### Pasaje propuesto
Es «esa tristeza que se prueba en la relación con la persona que más se quiere, porque la relación no está cumplida, porque no soy capaz, porque ella no es capaz», el anhelo de infinito en el que culmina la razón. Esa tristeza es «la característica más humana de la vida: la conciencia de la propia imperfección». Por otra parte –dice Cesana–, no se puede esperar demasiado algo que no existe: «Si fuera así, si sintiéramos que nuestra espera tiende hacia algo que no existe, seríamos presas del miedo». Melanie Klein, una sicoanalista que ha estudiado cómo surge la paranoia en los niños, dice que cuando el hombre deja de tener confianza, «la ausencia se convierte en una presencia mala», que no te deja vivir. En nuestra vida, en cambio, hay un pre-sentimiento (un sentimiento que viene antes de todos los demás) diferente: «Que el Ser existe, que aunque la vida te golpee y te deje cojo –apunta Cesana–, no puedes negar este brazo que te sustenta». Pero esto empezamos a entenderlo sólo «cuando necesitamos; cuando sentimos esa falta que es melancolía prorrumpir en búsqueda de lo que puede respondernos: el infinito se presenta siempre cuando surge la necesidad de algo finito». Como el seto en el poema El infinito de Leopardi, que hace ver lo que su perfil recorta. Para percibir el fondo –añade Cesana–, es necesario tocar ese límite y, a veces, hacerse daño: «Por ello la vida es de los pobres: porque si no lo necesitas, no lo adviertes».

### Conjunto de datos
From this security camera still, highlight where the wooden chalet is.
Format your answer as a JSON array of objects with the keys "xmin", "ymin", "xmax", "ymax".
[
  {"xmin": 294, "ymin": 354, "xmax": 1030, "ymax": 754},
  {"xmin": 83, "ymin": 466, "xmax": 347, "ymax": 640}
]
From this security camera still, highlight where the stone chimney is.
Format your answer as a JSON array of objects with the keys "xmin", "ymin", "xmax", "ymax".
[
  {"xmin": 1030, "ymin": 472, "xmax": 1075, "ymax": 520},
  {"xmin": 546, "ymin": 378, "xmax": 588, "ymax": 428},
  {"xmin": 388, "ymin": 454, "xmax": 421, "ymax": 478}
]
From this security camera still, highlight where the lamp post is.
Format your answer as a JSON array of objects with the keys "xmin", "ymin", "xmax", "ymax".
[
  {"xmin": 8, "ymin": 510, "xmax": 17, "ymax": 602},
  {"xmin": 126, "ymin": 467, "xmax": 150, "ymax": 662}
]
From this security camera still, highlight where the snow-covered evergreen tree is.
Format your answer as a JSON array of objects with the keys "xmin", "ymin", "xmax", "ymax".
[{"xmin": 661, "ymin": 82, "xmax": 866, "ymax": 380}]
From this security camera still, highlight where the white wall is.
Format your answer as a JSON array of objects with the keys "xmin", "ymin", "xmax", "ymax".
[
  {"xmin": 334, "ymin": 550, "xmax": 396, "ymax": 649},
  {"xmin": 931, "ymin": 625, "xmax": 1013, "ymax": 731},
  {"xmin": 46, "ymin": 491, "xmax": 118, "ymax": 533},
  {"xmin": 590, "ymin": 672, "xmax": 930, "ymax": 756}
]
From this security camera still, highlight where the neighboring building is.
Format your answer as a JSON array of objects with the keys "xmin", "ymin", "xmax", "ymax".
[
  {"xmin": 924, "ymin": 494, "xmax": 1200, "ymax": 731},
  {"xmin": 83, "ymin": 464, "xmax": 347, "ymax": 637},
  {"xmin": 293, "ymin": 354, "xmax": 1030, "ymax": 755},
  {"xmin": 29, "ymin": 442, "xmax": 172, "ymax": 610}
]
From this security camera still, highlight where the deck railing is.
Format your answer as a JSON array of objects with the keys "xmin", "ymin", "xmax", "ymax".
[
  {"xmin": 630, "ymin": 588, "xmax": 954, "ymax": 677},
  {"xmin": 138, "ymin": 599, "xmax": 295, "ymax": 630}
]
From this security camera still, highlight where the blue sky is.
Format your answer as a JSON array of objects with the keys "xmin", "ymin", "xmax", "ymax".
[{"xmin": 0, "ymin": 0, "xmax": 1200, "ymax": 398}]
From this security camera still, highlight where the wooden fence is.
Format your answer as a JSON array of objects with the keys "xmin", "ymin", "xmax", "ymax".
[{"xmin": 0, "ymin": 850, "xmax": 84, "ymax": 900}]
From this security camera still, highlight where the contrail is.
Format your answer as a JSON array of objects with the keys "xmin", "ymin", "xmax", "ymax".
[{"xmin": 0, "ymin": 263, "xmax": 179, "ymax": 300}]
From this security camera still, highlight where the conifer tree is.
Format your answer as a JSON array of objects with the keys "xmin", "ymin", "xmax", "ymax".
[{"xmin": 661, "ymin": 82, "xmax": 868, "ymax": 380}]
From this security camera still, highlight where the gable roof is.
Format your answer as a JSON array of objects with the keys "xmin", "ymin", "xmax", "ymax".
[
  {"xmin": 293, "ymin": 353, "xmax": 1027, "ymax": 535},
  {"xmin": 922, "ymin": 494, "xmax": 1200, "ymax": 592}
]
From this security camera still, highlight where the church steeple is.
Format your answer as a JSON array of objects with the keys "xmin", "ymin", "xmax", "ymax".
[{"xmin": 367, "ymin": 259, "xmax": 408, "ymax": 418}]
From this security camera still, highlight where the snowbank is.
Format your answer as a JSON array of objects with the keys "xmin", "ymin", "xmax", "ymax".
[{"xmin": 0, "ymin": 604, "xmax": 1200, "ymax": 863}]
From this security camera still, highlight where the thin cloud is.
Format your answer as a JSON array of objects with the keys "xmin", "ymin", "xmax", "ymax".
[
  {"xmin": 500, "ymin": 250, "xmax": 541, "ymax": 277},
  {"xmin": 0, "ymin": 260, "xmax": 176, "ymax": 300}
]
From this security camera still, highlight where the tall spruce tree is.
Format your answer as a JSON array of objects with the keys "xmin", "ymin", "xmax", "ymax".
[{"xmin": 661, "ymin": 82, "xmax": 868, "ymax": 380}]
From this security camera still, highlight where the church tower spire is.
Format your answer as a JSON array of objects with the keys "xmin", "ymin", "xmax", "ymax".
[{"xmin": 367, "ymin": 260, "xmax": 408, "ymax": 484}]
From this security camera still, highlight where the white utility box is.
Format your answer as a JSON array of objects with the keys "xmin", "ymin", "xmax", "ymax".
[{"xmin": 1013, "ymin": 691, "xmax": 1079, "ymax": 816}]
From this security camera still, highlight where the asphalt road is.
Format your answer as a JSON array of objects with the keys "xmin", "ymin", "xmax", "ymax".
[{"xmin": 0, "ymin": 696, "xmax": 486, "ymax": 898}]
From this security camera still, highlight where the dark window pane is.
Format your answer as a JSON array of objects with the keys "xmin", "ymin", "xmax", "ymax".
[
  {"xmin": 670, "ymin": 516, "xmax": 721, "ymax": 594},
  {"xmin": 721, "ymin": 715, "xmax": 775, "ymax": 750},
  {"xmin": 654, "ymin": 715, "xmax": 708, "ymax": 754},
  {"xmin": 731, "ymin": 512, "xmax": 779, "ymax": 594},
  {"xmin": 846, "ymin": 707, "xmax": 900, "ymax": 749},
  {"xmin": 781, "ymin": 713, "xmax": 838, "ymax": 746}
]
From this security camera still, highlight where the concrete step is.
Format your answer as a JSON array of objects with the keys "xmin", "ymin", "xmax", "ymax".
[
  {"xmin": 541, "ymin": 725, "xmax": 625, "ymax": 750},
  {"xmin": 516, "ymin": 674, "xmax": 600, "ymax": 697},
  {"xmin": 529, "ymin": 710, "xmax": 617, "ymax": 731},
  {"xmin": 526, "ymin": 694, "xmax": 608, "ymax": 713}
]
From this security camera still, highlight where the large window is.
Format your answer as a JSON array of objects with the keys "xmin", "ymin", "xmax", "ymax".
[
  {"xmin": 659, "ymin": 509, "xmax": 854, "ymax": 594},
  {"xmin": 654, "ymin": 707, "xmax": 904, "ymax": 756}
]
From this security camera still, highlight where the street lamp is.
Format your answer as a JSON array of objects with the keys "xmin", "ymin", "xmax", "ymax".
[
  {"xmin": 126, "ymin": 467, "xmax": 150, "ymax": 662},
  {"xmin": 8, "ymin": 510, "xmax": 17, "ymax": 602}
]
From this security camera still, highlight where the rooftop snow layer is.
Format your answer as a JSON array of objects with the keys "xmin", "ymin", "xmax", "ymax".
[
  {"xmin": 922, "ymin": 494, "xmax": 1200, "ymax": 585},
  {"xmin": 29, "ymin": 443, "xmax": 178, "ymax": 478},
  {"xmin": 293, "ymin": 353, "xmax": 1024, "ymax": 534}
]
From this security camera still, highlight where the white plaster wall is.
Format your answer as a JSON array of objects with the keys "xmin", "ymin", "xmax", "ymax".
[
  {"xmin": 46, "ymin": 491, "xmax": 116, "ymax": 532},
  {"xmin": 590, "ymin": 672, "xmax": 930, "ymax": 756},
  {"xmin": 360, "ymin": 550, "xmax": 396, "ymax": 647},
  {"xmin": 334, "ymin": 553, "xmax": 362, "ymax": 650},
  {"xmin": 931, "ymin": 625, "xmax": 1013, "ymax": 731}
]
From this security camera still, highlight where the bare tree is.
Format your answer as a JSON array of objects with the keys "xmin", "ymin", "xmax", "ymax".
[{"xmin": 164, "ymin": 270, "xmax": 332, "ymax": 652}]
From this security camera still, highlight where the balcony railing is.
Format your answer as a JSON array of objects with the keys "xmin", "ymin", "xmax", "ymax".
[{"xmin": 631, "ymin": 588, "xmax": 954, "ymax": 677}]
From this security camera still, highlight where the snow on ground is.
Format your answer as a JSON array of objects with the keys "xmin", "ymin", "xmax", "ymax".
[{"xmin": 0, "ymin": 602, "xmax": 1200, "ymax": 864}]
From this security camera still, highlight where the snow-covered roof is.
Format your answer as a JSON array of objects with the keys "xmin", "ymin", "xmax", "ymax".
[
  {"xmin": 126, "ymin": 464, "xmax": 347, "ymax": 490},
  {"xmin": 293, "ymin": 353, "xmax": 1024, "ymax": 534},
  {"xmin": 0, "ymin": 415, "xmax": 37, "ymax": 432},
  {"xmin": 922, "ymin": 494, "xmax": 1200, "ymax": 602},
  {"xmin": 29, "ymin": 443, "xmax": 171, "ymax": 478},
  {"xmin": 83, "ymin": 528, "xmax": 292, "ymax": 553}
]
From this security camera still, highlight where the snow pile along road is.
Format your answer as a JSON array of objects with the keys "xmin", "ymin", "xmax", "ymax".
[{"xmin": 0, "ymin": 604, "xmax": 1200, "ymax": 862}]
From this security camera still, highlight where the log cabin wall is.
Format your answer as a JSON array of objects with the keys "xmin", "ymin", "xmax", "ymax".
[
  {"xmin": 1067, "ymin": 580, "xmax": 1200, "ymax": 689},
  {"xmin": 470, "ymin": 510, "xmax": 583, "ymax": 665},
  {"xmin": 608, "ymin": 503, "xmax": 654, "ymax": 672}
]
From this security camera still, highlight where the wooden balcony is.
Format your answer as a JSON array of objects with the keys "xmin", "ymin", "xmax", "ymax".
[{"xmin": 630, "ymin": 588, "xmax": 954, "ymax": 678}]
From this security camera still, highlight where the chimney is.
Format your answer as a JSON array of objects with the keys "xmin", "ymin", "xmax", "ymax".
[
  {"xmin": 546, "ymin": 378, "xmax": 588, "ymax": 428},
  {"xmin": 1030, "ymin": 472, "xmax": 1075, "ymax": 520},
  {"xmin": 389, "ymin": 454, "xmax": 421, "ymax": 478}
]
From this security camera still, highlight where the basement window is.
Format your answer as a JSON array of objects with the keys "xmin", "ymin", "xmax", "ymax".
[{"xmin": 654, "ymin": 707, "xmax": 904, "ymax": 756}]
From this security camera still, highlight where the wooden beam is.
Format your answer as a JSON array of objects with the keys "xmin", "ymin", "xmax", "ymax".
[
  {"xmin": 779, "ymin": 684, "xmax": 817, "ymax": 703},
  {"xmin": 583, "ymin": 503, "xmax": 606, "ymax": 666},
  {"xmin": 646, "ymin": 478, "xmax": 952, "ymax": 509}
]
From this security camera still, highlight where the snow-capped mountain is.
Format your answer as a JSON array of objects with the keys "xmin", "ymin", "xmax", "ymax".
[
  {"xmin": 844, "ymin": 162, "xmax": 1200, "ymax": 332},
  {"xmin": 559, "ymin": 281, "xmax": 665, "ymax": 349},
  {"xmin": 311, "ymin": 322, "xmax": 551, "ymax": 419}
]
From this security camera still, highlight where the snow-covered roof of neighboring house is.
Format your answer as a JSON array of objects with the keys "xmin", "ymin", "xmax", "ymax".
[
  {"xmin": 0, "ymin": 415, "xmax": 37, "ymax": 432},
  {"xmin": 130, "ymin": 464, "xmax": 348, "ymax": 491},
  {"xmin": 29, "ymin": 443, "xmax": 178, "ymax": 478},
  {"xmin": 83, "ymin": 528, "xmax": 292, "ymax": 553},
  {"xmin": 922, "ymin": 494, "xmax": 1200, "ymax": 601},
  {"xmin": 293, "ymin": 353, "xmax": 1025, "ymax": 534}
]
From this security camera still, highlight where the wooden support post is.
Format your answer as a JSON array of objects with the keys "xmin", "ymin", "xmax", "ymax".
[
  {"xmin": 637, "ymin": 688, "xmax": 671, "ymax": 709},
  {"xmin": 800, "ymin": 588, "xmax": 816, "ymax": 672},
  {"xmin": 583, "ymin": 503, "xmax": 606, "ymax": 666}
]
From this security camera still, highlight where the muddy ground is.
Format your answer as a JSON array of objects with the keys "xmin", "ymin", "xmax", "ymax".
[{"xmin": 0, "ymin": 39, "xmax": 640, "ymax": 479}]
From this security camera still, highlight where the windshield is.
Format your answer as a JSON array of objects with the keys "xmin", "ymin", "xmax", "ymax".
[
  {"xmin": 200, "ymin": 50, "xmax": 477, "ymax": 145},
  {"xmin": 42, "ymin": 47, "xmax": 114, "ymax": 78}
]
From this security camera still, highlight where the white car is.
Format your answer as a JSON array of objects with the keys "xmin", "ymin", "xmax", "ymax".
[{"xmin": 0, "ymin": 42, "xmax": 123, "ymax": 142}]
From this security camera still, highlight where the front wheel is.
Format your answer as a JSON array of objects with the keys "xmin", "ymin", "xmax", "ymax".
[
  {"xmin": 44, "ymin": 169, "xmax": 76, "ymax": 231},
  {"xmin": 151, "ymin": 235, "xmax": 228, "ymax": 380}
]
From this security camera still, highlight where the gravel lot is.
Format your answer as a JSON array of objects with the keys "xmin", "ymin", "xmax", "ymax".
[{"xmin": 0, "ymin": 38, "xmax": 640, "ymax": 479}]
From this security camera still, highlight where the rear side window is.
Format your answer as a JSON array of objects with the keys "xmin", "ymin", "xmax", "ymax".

### Tareas a realizar
A – ¿Cómo se traduce al inglés esta oración del pasaje sobre la tristeza: «Como el seto en el poema El infinito de Leopardi, que hace ver lo que su perfil recorta.»?
B – Prosigue el pasaje sobre la tristeza a partir de su última oración.

### Respuestas del ejercicio
A – Like the hedge in Leopardi's poem The Infinite, which makes visible what its outline cuts off.

B –
El perfume de la gratuidad
Lo que falta a la razón, hoy, «no son neuronas, sino pasión. Porque sin afecto la razón no subsiste. Pero el afecto no depende de nosotros», avanza Cesana. Mientras el infinito se quede allá suspendido en el horizonte, aunque el hombre, cuya cabeza y corazón todavía funcionasen bien, llegara a advertirlo a cada paso, nunca le bastaría: se quedaría demasiado lejos. Así el barco del amor se hace añicos, las familias se separan, los hijos se divorcian de los padres, las personas que amas se van a buscar otros setos provisionales. Si el infinito se te escapa infinitamente, tú no puedes deshacer el entuerto solo, «tienes que confiarte a otro». Lo ha explicado el padre Mauro Giuseppe Lépori, abad del monasterio benedictino de Hauterive: «Queremos arrancar de las manos de Dios y, por lo tanto, de las manos de los otros, lo que creemos nuestro derecho tener». Robamos los candelabros de plata al obispo y, cuando aquel nos perdona, acorralados por el remordimiento malo de quien no sabe ser bueno, hacemos a veces incluso algo más infame, como robar la única moneda de la mano de un niño mendigo. Estamos siempre tentados de robar la manzana, de «sustraer el amor a la exigencia del infinito», dice Lépori, porque en el fondo «tenemos miedo de ser tomados». Lo que cambia de veras la vida, en cambio, es el perfume de la gratuidad. Se lo dijo el mismo Giussani: «El milagro es la caridad». El amor que ha renunciado a cualquier forma de contabilidad. La verdadera gran “diferencia ontológica”, la novedad, que cambia las cartas sobre la mesa, la sorpresa de la vida no es querer, sino ser queridos así. La caridad no tendrá fin. Es infinita.